▶ Source data
══════════
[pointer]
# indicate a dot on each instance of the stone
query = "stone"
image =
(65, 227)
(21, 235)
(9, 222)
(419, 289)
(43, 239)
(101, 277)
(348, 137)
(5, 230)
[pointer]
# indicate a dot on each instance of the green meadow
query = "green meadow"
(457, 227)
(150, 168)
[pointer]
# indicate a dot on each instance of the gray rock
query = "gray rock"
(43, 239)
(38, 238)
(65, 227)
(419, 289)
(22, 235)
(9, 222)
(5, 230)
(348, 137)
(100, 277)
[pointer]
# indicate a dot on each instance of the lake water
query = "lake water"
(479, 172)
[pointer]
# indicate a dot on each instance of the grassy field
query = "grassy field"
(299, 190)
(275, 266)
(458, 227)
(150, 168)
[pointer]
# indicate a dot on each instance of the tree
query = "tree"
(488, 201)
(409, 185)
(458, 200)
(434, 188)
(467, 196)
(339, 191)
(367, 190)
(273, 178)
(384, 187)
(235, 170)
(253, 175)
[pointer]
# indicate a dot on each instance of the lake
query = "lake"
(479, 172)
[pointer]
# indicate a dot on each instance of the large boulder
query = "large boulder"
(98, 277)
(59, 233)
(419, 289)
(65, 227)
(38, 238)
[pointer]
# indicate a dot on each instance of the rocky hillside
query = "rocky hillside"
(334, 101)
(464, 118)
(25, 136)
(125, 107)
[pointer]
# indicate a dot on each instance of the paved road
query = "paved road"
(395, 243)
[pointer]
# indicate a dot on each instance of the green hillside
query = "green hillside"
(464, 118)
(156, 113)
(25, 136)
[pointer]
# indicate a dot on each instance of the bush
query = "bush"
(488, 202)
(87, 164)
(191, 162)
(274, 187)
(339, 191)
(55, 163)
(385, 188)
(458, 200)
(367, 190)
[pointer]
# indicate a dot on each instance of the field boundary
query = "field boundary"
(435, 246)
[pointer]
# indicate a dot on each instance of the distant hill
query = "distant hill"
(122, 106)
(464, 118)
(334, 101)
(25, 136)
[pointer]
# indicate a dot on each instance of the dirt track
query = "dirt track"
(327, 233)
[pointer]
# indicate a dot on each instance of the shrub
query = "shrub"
══════════
▶ WHAT THE TASK REQUIRES
Please return each line of the records that contains the string "stone", copied unchanged. Case counts when matching.

▶ RIGHT ANSWER
# indicate a dot on each instance of the stone
query = "stone"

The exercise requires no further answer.